▸ **Your instructions**
Write the records out again, precisely as they stand.
•••
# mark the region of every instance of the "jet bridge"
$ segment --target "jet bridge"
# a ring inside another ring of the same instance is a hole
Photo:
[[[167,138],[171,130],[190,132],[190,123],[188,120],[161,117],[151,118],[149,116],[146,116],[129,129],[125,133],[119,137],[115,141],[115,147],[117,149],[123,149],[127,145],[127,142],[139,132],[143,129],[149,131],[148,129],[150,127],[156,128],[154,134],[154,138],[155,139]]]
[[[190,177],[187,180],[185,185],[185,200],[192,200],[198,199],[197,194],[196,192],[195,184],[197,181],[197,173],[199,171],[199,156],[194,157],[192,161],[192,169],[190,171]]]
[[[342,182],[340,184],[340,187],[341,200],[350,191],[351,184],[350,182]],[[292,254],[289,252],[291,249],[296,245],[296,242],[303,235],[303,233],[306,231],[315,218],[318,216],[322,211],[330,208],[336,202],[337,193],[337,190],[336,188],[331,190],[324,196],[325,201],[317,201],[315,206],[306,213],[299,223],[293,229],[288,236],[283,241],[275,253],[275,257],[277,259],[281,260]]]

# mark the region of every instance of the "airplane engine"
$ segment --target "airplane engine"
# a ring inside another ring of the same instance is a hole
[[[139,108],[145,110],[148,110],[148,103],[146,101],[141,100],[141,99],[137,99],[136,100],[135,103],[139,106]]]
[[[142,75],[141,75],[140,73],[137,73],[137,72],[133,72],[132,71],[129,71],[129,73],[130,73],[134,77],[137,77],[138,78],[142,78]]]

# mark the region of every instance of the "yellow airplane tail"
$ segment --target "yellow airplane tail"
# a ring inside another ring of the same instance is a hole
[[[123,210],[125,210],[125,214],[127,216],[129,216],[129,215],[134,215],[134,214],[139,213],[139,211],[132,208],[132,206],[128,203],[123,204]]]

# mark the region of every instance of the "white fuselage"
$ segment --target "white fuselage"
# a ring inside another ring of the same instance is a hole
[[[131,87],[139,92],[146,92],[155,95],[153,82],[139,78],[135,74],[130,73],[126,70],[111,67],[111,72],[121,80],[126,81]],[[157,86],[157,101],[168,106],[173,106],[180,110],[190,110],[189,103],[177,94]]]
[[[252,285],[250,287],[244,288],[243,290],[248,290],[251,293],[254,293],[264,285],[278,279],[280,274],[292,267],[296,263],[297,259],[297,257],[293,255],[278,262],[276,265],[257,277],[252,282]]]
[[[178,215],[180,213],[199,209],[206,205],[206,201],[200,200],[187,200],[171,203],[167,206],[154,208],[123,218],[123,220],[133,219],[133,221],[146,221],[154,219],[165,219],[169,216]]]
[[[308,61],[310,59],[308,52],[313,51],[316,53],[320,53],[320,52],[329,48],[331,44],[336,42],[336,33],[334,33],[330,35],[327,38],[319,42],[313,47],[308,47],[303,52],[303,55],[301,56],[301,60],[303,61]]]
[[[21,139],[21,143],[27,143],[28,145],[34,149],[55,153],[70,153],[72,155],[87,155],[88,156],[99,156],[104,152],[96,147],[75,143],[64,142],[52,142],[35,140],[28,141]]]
•••
▸ **Task response**
# mark the region of every instance of the "jet bridge"
$ segment --target "jet bridge"
# a ring inside another ring of the same instance is a hole
Photo:
[[[167,138],[171,130],[190,132],[190,123],[188,120],[161,117],[151,118],[149,116],[146,116],[129,129],[125,133],[119,137],[115,141],[115,147],[117,149],[123,149],[127,145],[127,142],[139,132],[143,129],[149,131],[148,129],[150,127],[156,128],[154,134],[154,138],[155,139]]]
[[[190,177],[187,180],[185,185],[185,200],[192,200],[198,199],[197,194],[196,192],[195,184],[197,181],[197,173],[199,171],[199,156],[194,157],[192,161],[192,169],[190,171]]]
[[[342,182],[340,184],[340,187],[341,200],[350,191],[351,184],[350,182]],[[292,254],[289,252],[291,249],[296,245],[296,242],[303,235],[303,233],[306,231],[315,218],[318,216],[322,211],[330,208],[336,202],[337,193],[337,190],[336,188],[331,190],[324,196],[325,201],[317,201],[315,206],[306,213],[299,223],[293,229],[288,236],[283,241],[275,253],[275,257],[277,259],[281,260]]]

# mark the region of every instance of the "airplane engine"
$ segment --target "airplane engine"
# a ring inside another ring of the same instance is a hole
[[[139,108],[145,110],[148,110],[148,103],[146,101],[141,100],[141,99],[137,99],[136,100],[135,103],[139,106]]]
[[[142,75],[141,75],[140,73],[137,73],[137,72],[133,72],[132,71],[129,71],[129,73],[130,73],[134,77],[137,77],[138,78],[142,78]]]

# mark the region of every instance of the "yellow airplane tail"
$ segment --target "yellow airplane tail"
# a ring inside another ring of the same instance is a hole
[[[123,210],[125,210],[125,214],[127,216],[129,216],[129,215],[134,215],[134,214],[139,213],[139,211],[132,208],[132,206],[128,203],[123,204]]]

# mark the region of every instance of the "white fuselage"
$ segment --target "white fuselage"
# a ring inside another ring of the same instance is a hole
[[[131,87],[139,92],[146,92],[155,95],[153,82],[139,78],[135,74],[130,73],[126,70],[111,67],[111,72],[121,80],[126,81]],[[157,86],[157,101],[168,106],[173,106],[180,110],[190,110],[189,103],[177,94]]]
[[[252,285],[250,287],[244,288],[243,290],[248,290],[251,293],[254,293],[264,285],[278,279],[280,274],[292,267],[296,263],[297,259],[297,257],[293,255],[278,262],[276,265],[257,277],[252,282]]]
[[[178,215],[180,213],[199,209],[206,205],[206,201],[200,200],[187,200],[171,203],[167,206],[154,208],[123,218],[123,220],[133,219],[133,221],[146,221],[154,219],[165,219],[169,216]]]
[[[308,61],[310,59],[308,52],[313,51],[316,53],[320,53],[320,52],[329,48],[331,44],[336,42],[336,33],[334,33],[330,35],[327,38],[319,42],[313,47],[308,47],[303,52],[303,55],[301,56],[301,60],[303,61]]]
[[[21,139],[21,143],[27,143],[28,145],[34,149],[55,153],[70,153],[72,155],[87,155],[88,156],[99,156],[104,152],[96,147],[75,143],[64,142],[52,142],[35,140],[28,141]]]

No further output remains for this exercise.